* [Information given]
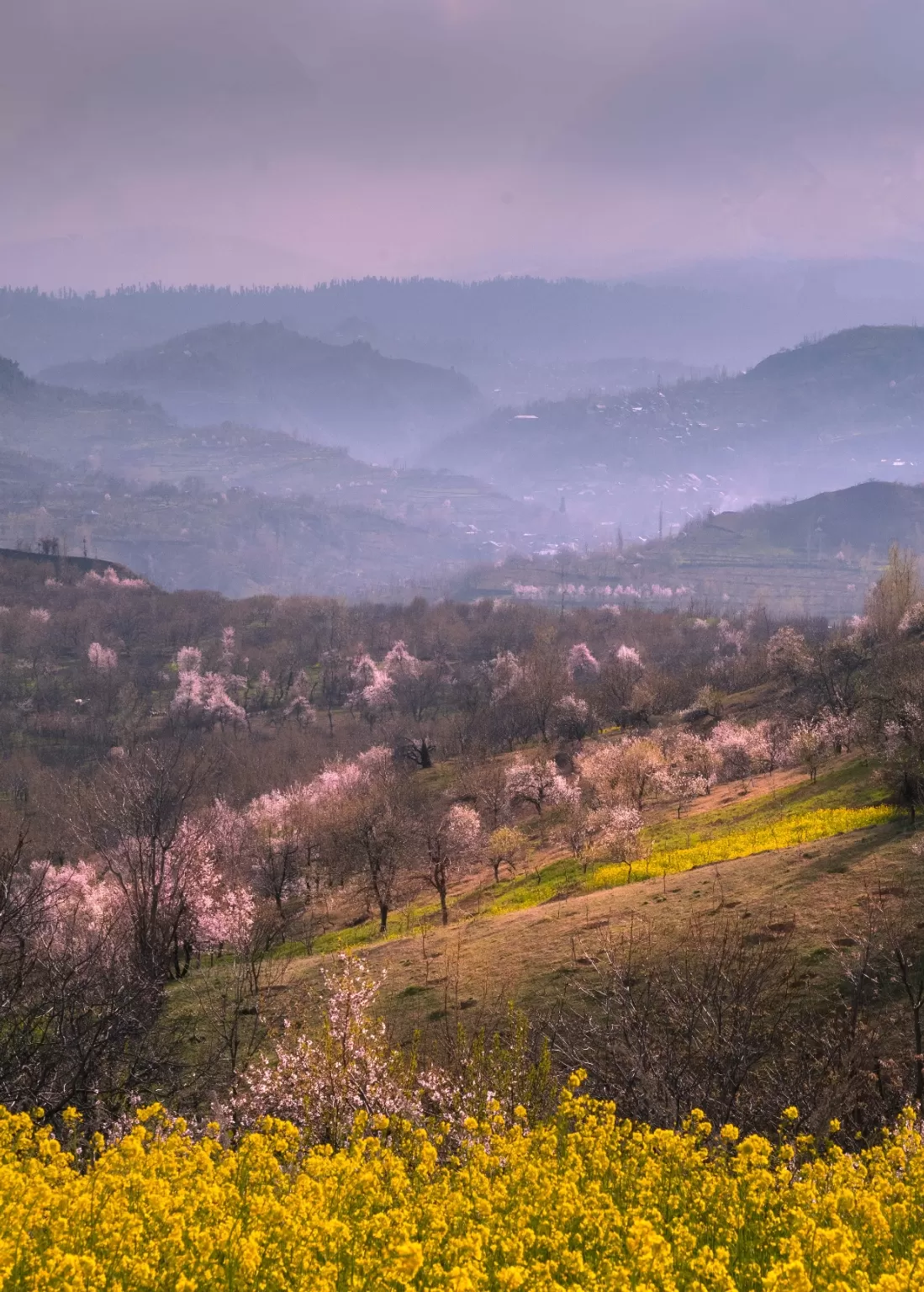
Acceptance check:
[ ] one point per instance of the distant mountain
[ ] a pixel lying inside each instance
(817, 556)
(721, 315)
(823, 415)
(267, 375)
(234, 506)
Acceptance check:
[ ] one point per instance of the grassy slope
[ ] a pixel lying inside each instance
(527, 955)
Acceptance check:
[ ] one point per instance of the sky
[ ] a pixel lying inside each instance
(304, 140)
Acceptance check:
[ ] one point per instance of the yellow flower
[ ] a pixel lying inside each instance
(407, 1258)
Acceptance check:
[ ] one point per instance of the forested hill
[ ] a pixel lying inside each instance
(821, 416)
(817, 556)
(267, 373)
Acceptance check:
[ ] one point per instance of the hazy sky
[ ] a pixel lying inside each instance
(265, 140)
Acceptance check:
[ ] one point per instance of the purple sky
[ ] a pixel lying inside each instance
(301, 140)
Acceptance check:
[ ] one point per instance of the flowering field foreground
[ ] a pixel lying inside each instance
(587, 1202)
(791, 831)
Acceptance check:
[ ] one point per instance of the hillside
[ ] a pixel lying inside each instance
(235, 508)
(272, 376)
(817, 556)
(821, 416)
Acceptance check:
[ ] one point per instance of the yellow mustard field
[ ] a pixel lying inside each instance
(587, 1202)
(789, 832)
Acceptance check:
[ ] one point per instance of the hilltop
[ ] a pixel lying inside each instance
(820, 416)
(817, 556)
(272, 376)
(234, 506)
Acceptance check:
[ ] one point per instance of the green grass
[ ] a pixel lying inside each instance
(842, 799)
(795, 829)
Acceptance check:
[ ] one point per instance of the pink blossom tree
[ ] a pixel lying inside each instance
(538, 782)
(451, 844)
(103, 658)
(322, 1082)
(582, 667)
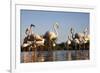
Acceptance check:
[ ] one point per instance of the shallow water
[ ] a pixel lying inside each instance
(59, 55)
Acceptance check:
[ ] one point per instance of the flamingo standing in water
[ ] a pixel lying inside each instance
(51, 38)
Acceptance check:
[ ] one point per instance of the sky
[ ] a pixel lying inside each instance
(44, 20)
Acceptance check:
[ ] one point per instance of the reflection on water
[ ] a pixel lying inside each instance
(61, 55)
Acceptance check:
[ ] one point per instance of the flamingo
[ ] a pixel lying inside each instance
(52, 36)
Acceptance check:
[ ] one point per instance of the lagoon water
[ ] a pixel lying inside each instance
(59, 55)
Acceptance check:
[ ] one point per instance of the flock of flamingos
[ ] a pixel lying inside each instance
(48, 40)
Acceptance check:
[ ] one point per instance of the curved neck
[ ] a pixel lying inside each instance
(55, 29)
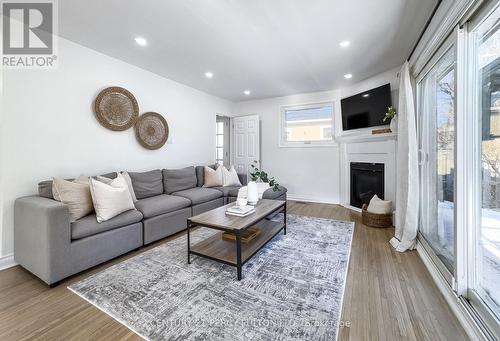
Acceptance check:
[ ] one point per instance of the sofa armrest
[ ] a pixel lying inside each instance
(243, 179)
(42, 236)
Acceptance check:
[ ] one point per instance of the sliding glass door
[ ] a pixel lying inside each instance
(485, 274)
(436, 92)
(458, 105)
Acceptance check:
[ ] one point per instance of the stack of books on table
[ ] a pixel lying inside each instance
(240, 211)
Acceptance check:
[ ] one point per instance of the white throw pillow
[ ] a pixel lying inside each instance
(127, 178)
(379, 206)
(230, 177)
(110, 199)
(213, 178)
(75, 194)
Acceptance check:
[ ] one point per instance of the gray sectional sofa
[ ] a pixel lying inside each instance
(52, 248)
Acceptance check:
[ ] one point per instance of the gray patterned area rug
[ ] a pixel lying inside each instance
(291, 290)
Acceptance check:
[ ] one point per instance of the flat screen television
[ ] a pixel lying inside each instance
(366, 109)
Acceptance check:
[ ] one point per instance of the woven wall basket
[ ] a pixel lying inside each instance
(374, 219)
(116, 108)
(151, 130)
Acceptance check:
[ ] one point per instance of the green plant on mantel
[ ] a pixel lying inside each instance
(391, 112)
(258, 174)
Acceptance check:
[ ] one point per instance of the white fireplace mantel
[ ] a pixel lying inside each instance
(379, 150)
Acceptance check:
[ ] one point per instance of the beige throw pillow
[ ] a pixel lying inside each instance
(110, 199)
(75, 194)
(82, 179)
(213, 178)
(230, 177)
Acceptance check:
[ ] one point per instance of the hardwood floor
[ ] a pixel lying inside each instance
(389, 296)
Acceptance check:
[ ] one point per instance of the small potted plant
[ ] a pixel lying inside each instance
(393, 116)
(260, 176)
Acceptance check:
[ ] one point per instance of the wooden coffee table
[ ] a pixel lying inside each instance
(233, 252)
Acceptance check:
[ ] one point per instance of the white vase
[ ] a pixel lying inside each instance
(252, 193)
(394, 124)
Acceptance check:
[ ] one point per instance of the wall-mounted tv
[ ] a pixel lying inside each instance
(366, 109)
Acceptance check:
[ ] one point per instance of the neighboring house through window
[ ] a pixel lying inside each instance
(310, 124)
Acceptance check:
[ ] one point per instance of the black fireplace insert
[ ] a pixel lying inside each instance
(367, 179)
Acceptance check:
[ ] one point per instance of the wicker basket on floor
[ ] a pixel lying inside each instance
(374, 219)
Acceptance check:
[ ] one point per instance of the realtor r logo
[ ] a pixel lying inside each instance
(28, 34)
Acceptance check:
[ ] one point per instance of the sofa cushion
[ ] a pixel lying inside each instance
(147, 184)
(88, 226)
(270, 194)
(226, 190)
(175, 180)
(199, 195)
(200, 174)
(160, 204)
(45, 187)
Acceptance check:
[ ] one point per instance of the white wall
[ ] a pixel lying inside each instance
(309, 173)
(49, 129)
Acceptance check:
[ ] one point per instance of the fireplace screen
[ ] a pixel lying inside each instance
(367, 179)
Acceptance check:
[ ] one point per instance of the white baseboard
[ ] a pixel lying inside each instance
(470, 326)
(296, 197)
(7, 262)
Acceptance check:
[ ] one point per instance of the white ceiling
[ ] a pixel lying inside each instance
(271, 47)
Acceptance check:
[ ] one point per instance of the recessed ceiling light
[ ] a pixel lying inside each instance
(141, 41)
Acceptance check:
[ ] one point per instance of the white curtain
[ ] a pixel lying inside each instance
(407, 167)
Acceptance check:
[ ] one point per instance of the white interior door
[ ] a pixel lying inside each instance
(246, 139)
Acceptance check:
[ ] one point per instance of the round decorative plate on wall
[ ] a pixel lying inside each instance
(151, 130)
(116, 108)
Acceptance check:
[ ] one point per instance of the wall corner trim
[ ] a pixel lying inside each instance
(7, 262)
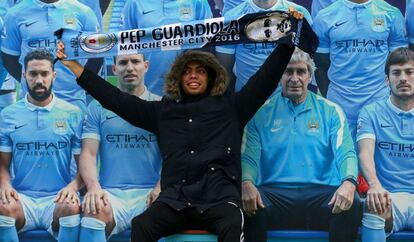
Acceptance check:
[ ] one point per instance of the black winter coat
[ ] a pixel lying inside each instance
(200, 138)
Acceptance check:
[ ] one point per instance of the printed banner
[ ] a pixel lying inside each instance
(275, 26)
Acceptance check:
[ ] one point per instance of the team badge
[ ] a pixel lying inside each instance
(313, 126)
(378, 23)
(69, 19)
(277, 125)
(60, 126)
(98, 43)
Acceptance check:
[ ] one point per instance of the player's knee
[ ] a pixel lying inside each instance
(104, 214)
(9, 209)
(67, 209)
(139, 223)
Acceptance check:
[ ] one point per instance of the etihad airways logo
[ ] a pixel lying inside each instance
(131, 140)
(361, 45)
(41, 148)
(397, 149)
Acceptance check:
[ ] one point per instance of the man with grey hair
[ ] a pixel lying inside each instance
(299, 167)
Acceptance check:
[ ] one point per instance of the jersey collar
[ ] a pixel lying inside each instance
(397, 110)
(43, 4)
(33, 107)
(350, 4)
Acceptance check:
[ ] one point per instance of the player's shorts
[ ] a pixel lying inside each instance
(402, 211)
(126, 204)
(38, 213)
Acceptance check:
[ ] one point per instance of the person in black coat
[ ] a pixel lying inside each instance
(199, 129)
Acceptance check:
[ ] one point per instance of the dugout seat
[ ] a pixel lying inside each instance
(200, 235)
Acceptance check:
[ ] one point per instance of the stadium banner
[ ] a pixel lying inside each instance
(275, 26)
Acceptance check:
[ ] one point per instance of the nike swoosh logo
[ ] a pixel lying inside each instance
(275, 129)
(147, 12)
(28, 24)
(19, 126)
(339, 24)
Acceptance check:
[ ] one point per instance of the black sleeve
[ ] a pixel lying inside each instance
(136, 111)
(263, 83)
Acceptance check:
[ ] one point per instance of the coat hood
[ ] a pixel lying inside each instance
(217, 75)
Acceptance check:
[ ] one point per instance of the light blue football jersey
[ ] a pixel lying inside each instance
(42, 141)
(31, 25)
(358, 38)
(129, 156)
(409, 20)
(393, 132)
(249, 57)
(295, 146)
(143, 14)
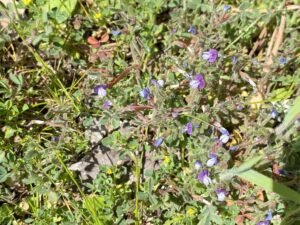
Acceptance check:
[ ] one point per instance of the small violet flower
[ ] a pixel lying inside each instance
(107, 104)
(269, 215)
(198, 82)
(145, 93)
(267, 220)
(204, 178)
(192, 30)
(234, 59)
(212, 161)
(221, 194)
(226, 8)
(175, 114)
(233, 148)
(158, 83)
(274, 114)
(100, 90)
(198, 165)
(225, 135)
(282, 60)
(158, 142)
(211, 55)
(116, 32)
(185, 64)
(188, 128)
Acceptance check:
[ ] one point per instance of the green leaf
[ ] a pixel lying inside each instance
(3, 174)
(9, 132)
(16, 79)
(292, 115)
(65, 8)
(244, 167)
(270, 185)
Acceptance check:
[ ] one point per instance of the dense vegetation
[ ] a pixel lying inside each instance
(149, 112)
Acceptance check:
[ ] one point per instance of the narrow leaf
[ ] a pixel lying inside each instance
(270, 185)
(292, 115)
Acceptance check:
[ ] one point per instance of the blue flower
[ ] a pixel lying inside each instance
(221, 194)
(234, 59)
(226, 8)
(107, 104)
(233, 148)
(267, 220)
(145, 93)
(198, 165)
(158, 142)
(116, 32)
(192, 30)
(211, 55)
(204, 178)
(269, 215)
(188, 128)
(158, 83)
(100, 90)
(175, 114)
(282, 60)
(274, 113)
(185, 64)
(198, 82)
(225, 135)
(212, 161)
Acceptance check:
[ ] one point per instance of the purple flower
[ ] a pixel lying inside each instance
(145, 93)
(239, 107)
(116, 32)
(274, 113)
(282, 60)
(204, 178)
(158, 142)
(212, 161)
(175, 114)
(100, 90)
(192, 30)
(225, 135)
(267, 220)
(234, 59)
(158, 83)
(233, 148)
(198, 82)
(226, 8)
(198, 165)
(188, 128)
(211, 56)
(269, 215)
(185, 64)
(221, 194)
(283, 172)
(107, 104)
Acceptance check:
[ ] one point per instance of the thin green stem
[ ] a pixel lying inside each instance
(242, 34)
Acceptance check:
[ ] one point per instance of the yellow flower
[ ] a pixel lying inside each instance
(98, 15)
(27, 2)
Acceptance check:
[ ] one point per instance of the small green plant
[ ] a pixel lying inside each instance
(188, 111)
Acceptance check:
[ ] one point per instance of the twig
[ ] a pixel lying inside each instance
(121, 76)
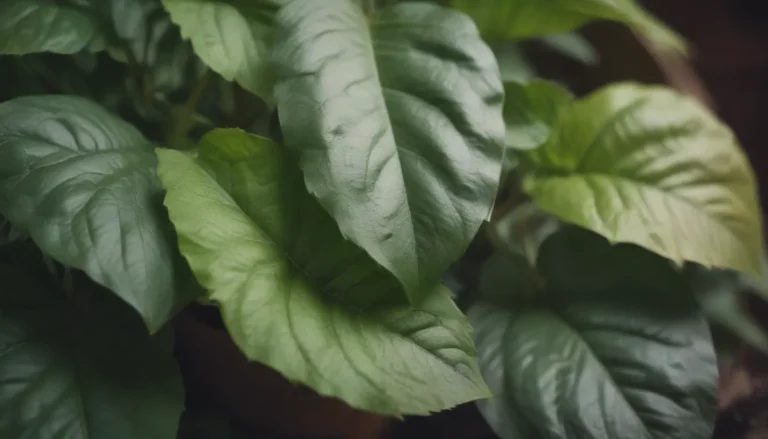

* [Aim of the exercise]
Scan the data above, please, and give the number of lines where the word "coat" occurs, with no further text.

* [Solution to this task]
3